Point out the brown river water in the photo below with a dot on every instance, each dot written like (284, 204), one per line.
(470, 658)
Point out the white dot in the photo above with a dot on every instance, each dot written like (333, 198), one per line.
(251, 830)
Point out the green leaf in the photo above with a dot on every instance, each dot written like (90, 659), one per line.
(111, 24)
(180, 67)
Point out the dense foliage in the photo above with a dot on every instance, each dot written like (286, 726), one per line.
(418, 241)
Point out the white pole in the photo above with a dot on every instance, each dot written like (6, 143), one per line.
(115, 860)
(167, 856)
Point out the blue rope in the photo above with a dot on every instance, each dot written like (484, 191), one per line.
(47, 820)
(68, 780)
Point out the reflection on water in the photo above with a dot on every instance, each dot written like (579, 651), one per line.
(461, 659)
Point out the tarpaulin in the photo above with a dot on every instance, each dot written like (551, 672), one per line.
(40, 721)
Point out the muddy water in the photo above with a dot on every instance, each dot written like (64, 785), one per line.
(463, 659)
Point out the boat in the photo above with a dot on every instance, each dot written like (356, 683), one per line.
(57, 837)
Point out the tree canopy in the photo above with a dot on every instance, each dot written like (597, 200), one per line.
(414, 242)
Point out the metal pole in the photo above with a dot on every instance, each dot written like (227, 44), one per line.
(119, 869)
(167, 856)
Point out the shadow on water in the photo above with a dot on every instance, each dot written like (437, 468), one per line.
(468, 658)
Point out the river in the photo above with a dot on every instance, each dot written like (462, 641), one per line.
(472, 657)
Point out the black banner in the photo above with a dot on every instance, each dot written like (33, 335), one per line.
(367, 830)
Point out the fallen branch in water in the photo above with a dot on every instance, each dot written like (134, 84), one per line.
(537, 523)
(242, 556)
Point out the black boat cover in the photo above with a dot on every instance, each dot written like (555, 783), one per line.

● ● ● ● ●

§ **Given request**
The required output is the span of lines from the one containing "Point out the tarpaulin" to the last line, reproduced character for character.

§ **Exercise result**
Point out the tarpaulin in the photo above with a dot on every instance, each dot written like (551, 672), one per line.
(40, 721)
Point out the muddy water in the photo above with a dot on every instance, each dot written like (64, 785), one per line.
(463, 659)
Point out the boat in the photo above with a dot on every instance, each dot written like (356, 683), one per line.
(57, 837)
Point out the tree canopy in the photo above with a dot on every instance, each dot written like (597, 200), one per line.
(414, 242)
Point out the metal pole in the photo above with a dot on every instance, each dot written like (227, 44), one per line.
(119, 869)
(167, 856)
Point out the shadow on water in the photo above with a dot on every instance, each dot written like (437, 468), one per line.
(468, 658)
Point out the river in the photo above with a dot on every instance, each dot written like (462, 641), one per line.
(472, 657)
Point out the black banner in the photo above with a dot on every instance, each dot written like (33, 335), one per line.
(367, 830)
Point out the fallen branch in water in the photo above with a dot on every instance, each dot written like (134, 84), one per line.
(537, 523)
(242, 556)
Point out the black boat cover in the photo above with a dot on every instance, each dot written like (555, 783), one per line.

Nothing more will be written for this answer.